▶ [Required work]: Rewrite the data from the line with "Task: indicate the woman in black" to the line with "x=314 y=235", both ends included, keeping the request lines unchanged and multiplying every coordinate in the answers by 1.85, rounded to whole numbers with halves rounded up. Give only these lines.

Part of a data file:
— START —

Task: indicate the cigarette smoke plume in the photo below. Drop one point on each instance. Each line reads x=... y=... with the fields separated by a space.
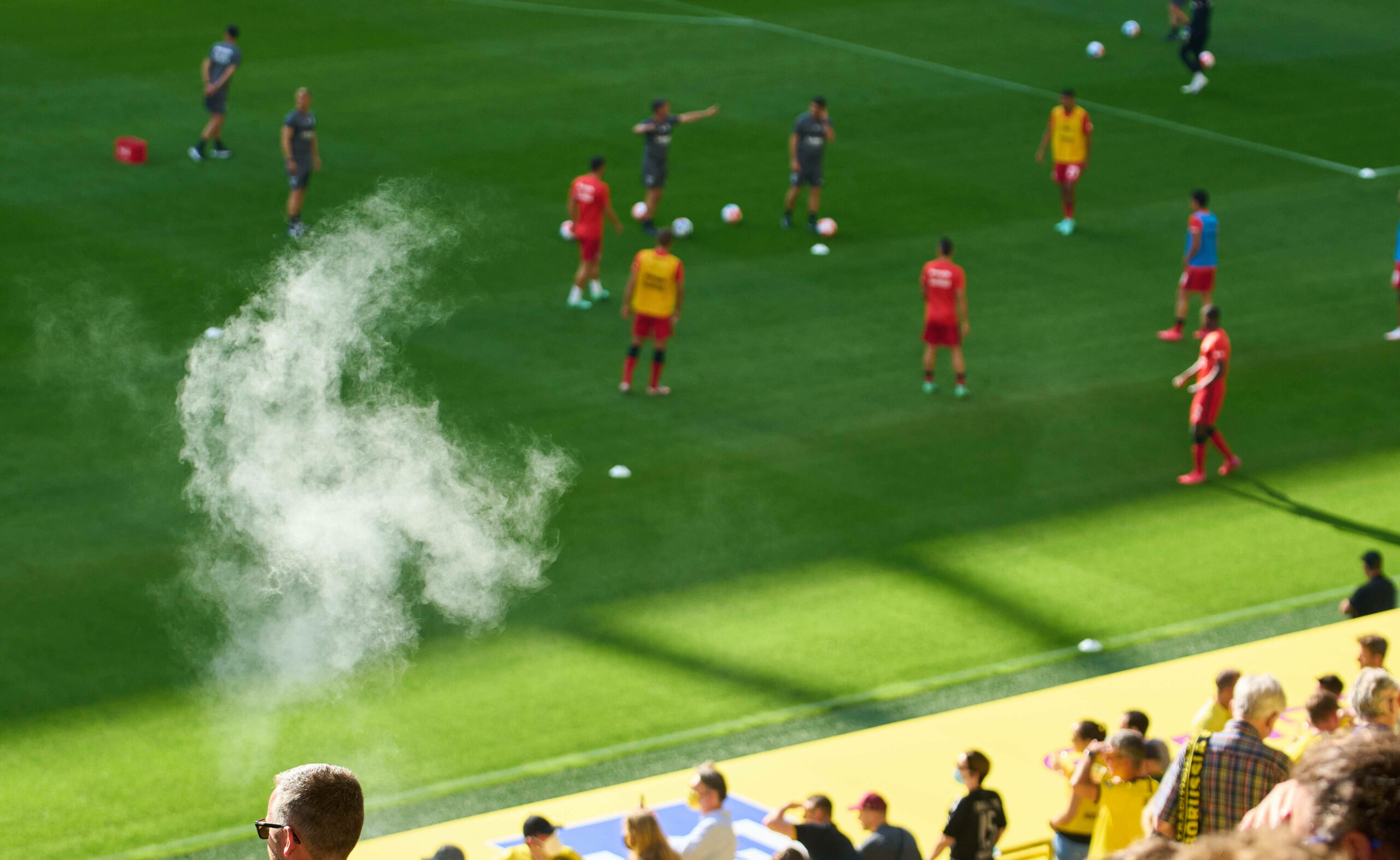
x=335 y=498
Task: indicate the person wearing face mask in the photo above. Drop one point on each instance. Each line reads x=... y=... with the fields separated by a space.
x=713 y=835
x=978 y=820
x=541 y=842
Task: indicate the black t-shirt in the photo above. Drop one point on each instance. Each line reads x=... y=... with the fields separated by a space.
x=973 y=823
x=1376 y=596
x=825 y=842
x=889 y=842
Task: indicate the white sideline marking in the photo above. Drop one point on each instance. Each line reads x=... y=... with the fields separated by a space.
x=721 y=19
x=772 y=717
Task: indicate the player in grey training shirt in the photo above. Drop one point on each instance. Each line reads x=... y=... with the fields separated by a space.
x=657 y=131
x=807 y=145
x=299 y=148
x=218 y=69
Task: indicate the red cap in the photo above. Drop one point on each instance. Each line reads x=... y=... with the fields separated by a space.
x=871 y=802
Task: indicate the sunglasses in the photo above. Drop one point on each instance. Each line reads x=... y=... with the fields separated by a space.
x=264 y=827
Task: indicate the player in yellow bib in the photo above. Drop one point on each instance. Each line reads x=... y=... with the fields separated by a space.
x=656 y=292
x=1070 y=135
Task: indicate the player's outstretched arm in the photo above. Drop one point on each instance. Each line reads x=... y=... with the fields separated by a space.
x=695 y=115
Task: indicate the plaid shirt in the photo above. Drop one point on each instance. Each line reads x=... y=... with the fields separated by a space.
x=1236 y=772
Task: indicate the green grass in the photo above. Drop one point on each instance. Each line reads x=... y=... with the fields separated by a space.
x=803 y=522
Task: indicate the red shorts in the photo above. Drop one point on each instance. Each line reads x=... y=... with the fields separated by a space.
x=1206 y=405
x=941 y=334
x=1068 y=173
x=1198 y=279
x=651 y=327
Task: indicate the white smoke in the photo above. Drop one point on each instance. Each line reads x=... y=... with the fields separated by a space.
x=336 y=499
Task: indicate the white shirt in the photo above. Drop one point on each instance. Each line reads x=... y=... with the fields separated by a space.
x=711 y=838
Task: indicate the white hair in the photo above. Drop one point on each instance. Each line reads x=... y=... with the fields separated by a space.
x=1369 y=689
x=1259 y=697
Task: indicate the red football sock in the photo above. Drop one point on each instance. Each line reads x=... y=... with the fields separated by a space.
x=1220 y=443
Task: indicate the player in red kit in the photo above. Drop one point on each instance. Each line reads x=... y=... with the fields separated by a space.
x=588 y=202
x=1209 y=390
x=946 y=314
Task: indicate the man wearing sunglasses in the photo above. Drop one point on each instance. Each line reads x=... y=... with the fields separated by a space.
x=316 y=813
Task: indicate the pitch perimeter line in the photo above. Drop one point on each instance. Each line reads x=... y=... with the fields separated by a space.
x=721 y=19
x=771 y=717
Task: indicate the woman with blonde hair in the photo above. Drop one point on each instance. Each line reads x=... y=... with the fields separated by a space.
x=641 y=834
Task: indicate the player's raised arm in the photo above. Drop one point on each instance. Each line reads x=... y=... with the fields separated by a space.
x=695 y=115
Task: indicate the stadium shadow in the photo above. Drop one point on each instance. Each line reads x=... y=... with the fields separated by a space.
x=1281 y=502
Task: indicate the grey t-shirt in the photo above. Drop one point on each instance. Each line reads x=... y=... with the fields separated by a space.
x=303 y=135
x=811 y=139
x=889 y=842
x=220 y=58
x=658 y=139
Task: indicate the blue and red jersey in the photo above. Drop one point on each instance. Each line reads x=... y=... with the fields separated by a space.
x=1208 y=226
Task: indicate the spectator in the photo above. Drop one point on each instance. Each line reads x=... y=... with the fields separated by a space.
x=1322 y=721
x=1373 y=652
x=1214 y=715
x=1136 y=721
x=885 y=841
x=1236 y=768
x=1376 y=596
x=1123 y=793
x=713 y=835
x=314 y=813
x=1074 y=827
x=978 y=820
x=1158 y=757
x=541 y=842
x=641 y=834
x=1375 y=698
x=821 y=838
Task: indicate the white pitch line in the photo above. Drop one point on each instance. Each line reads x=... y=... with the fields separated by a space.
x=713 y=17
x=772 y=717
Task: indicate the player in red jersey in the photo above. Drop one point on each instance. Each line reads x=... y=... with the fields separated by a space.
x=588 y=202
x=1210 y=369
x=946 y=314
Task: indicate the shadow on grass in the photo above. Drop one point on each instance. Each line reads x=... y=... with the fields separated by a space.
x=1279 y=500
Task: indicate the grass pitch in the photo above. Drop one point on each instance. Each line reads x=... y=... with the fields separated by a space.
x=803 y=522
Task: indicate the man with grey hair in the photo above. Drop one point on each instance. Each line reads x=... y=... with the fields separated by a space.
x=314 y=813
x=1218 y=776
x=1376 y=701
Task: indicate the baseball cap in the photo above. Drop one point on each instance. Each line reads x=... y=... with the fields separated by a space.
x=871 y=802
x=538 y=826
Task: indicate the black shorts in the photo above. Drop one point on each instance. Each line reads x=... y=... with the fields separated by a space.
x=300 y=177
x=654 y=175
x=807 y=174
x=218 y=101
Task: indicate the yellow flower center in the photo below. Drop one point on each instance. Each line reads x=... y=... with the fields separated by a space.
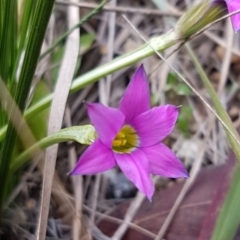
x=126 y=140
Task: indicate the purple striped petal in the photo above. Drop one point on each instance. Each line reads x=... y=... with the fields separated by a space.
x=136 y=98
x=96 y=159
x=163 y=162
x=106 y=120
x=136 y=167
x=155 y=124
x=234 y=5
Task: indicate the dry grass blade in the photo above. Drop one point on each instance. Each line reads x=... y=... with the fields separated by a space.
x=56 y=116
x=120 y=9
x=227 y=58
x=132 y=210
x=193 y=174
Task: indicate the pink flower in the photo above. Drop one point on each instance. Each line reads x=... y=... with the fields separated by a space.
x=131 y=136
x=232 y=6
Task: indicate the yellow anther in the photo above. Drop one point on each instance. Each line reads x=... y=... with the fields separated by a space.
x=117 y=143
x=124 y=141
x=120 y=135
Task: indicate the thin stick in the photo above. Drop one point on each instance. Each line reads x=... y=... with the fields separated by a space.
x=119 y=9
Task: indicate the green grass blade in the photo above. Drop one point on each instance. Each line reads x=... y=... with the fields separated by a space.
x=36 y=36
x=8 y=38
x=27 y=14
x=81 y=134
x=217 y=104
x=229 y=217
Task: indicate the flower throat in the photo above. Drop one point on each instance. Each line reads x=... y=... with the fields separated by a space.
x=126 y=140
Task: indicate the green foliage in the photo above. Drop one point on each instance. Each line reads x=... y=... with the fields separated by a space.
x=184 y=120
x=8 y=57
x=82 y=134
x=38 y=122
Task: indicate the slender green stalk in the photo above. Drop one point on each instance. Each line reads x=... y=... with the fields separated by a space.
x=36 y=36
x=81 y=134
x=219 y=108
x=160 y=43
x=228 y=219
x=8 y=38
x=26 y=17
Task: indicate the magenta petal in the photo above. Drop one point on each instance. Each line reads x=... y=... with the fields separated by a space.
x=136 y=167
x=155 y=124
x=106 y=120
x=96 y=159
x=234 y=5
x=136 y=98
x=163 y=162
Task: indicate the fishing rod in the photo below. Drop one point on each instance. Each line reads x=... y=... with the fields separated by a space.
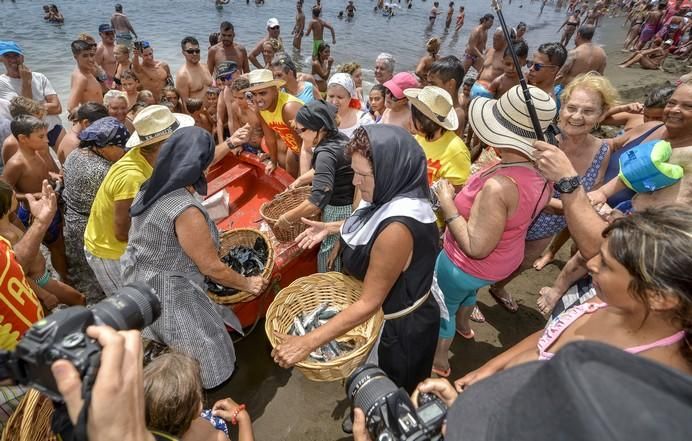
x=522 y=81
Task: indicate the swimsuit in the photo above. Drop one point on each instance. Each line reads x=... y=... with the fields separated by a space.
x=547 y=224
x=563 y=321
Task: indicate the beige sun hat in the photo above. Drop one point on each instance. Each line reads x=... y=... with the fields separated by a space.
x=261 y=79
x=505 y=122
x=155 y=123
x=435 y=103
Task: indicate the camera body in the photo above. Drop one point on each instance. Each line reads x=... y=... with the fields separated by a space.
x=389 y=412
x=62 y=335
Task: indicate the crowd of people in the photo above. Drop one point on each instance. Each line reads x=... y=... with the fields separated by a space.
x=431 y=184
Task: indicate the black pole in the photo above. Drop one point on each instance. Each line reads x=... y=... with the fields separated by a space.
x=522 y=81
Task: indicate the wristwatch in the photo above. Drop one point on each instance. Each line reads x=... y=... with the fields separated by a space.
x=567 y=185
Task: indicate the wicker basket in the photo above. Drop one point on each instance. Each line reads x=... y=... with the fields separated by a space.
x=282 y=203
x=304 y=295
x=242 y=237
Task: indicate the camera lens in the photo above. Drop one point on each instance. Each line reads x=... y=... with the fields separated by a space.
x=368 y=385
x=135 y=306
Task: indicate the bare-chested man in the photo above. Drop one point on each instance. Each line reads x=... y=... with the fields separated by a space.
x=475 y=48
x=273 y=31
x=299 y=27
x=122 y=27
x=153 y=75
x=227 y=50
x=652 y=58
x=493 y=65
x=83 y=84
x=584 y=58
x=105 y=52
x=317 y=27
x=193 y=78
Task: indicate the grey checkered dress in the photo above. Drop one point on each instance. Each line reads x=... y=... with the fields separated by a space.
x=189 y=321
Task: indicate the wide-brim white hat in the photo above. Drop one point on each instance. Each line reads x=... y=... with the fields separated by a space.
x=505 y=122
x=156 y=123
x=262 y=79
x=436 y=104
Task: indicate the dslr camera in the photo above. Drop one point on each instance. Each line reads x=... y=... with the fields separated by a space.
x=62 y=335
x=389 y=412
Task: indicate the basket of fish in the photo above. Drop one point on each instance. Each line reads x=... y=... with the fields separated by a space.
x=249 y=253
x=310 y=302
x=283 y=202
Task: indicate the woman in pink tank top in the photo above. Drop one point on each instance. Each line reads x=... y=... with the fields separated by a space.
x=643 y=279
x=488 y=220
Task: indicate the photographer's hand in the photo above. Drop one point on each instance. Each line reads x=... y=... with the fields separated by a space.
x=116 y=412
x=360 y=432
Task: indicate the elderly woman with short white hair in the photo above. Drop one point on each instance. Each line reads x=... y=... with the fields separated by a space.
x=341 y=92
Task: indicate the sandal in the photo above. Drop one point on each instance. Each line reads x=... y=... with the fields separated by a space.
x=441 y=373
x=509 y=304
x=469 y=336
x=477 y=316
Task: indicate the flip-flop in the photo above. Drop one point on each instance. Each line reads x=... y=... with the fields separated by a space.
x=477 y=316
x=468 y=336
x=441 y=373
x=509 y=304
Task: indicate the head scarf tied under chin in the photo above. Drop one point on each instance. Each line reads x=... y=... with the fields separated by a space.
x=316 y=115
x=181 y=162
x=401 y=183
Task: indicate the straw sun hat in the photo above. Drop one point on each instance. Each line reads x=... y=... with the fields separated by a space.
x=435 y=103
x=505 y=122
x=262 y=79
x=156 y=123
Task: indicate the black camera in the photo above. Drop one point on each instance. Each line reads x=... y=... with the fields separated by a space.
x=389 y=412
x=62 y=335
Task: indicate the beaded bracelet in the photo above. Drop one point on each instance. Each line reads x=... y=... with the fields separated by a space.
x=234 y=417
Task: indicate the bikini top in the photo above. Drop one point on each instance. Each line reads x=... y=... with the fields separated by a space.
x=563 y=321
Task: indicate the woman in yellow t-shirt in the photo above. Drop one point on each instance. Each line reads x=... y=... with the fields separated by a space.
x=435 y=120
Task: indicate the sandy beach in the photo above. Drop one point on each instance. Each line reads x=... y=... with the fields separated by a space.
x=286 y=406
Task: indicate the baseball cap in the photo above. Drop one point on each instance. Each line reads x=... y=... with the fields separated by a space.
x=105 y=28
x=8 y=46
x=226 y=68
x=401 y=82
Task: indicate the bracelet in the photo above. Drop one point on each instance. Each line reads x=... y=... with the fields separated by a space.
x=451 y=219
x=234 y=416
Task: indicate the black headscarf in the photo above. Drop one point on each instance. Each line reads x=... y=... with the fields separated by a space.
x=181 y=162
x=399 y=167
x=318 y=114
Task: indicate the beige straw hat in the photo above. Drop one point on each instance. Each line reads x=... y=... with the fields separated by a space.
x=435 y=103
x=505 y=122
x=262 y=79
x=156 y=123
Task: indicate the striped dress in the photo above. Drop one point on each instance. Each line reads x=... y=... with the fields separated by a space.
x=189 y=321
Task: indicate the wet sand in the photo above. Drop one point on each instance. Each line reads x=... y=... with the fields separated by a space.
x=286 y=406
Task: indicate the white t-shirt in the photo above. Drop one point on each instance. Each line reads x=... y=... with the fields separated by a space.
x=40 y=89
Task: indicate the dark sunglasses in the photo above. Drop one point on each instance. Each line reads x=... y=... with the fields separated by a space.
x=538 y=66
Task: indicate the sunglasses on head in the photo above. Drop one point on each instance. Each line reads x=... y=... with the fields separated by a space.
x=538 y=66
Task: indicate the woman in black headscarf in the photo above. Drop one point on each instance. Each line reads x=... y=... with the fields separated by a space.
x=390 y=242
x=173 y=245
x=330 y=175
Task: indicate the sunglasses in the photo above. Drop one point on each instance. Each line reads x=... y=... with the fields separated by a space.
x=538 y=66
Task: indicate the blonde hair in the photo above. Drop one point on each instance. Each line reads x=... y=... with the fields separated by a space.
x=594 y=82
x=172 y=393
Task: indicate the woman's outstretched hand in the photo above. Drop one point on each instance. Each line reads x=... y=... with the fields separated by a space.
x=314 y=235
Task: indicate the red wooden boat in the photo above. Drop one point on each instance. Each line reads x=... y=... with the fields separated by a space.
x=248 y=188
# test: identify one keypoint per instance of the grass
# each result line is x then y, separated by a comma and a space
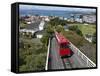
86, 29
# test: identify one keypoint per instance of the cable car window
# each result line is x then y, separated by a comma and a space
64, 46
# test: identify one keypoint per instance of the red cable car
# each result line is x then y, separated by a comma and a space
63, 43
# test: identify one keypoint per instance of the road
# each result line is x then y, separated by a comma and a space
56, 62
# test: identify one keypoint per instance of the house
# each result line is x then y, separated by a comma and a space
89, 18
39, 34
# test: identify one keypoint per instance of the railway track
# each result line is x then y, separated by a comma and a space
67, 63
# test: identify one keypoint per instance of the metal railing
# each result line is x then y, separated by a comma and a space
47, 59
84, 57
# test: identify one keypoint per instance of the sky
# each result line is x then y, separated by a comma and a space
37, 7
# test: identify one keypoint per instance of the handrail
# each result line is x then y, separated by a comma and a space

— END —

▶ [Written solution]:
Task: indicate the woman in black headscarf in the photo above. Drop one point on each instance. Each line reads x=... y=... with the fields separated by a space.
x=722 y=448
x=320 y=453
x=611 y=324
Task: indicate the sunglasses in the photo above. Drop one point on each instance. Each line reads x=... y=... with the fields separated by a space.
x=995 y=122
Task: indicate the blonde hair in the photo above. Drop one point on each instance. Each line reads x=... y=... with the fields separated by a space.
x=1099 y=152
x=318 y=727
Task: indicate the woman's outstretched hand in the photo above. Drop one point on each instance. Each line reads x=... y=... with the fields separated by a space.
x=581 y=435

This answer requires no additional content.